▶ Texte extrait:
--------------------------------
Bien que, dans le processus judiciaire, tout accusé bénéficie du droit à un avocat, aux termes de l'al. 10b) de la Charte, notre Cour a dit dans R. c. Ross, [1989] 1 R.C.S. 3, que le droit de retenir les services d'un avocat doit s'exercer avec une diligence raisonnable eu égard aux circonstances. Dans les motifs qu'il a rédigés au nom de la majorité, et auxquels sur ce point, tous les membres de la Cour ont souscrit, le juge Lamer dit, à la p. 11 : « [L]'accusé ou le détenu a le droit de choisir son avocat et ce n'est que si l'avocat choisi ne peut être disponible dans un délai raisonnable qu'on doit s'attendre à ce que le détenu ou l'accusé exerce son droit à l'assistance d'un avocat en appelant un autre avocat. »
--------------------------------
▶ Ordre de travail 1:
Pour chacun des énoncés (a), (b) et (c), indiquez par oui ou par non s'il concorde avec l'extrait sur le droit à l'avocat, et citez textuellement les mots qui tranchent. (a) Selon R. c. Ross, le droit de retenir les services d'un avocat doit s'exercer avec une diligence raisonnable. (b) Le juge Lamer a rédigé ses motifs au nom de la minorité. (c) L'accusé doit appeler un autre avocat dès que l'avocat choisi n'est pas disponible sur-le-champ.
▶ Ordre de travail 2:
Poursuivez l'extrait sur le droit à l'avocat à partir de sa dernière phrase.
--------------------------------
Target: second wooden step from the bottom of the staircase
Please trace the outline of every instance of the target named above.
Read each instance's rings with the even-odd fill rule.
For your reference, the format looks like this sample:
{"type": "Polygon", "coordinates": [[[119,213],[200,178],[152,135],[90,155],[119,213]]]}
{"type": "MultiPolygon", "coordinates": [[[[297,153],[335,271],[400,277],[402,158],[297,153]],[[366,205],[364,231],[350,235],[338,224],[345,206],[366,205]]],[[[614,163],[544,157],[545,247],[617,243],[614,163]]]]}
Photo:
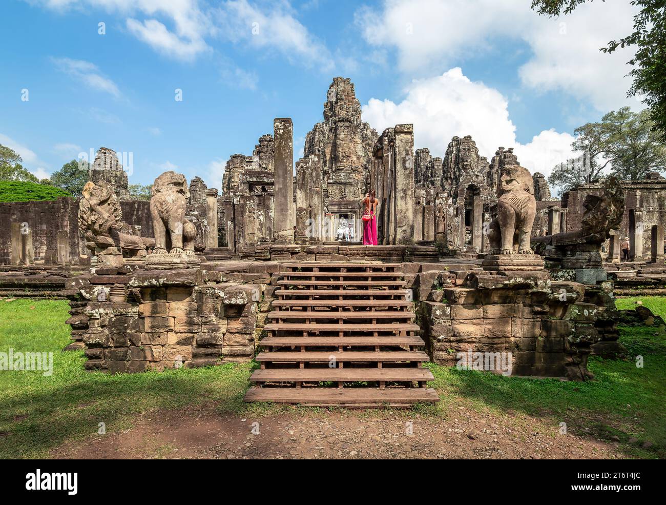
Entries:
--------------------------------
▶ Section réponse 1:
(a) Oui : « le droit de retenir les services d'un avocat doit s'exercer avec une diligence raisonnable eu égard aux circonstances ».
(b) Non : « Dans les motifs qu'il a rédigés au nom de la majorité ».
(c) Non : « ce n'est que si l'avocat choisi ne peut être disponible dans un délai raisonnable qu'on doit s'attendre à ce que le détenu ou l'accusé exerce son droit à l'assistance d'un avocat en appelant un autre avocat ».

▶ Section réponse 2:
Le point en litige ici au regard de l'al. 11b) n'est pas de savoir si l'appelant avait le droit d'être représenté par l'avocat de son choix : il avait ce droit (Ross, précité). Il s'agit plutôt de déterminer si, compte tenu des délais considérables que cela a provoqués, l'appelant peut être admis à invoquer ces délais pour prétendre à la violation de son droit d'être jugé dans un délai raisonnable. À mon avis, il ne peut pas. [Non souligné dans l'original.]

 

 

[52]           Il est allégué que le délai ayant précédé la nomination de l'avocat de la défense est dû, du moins en partie, aux exigences administratives inhérentes au SAD. Toutefois, il n'y a aucune preuve au dossier concernant le processus administratif du SAD. Ce que nous savons, c'est que, dans la présente instance, le major Appolloni a été muté et qu'il a donc fallu nommer un nouvel avocat de la défense chargé du dossier. La Cour ignore les circonstances entourant la désignation du remplaçant du major Appolloni.

 

[53]           Il est utile de rappeler qu'il incombe à l'appelant d'établir qu'il y a eu violation de la Charte. Lorsqu'une partie soulève suffisamment de questions relativement à un délai, la Cour peut conclure que le délai était déraisonnable en l'absence d'une explication du ministère public.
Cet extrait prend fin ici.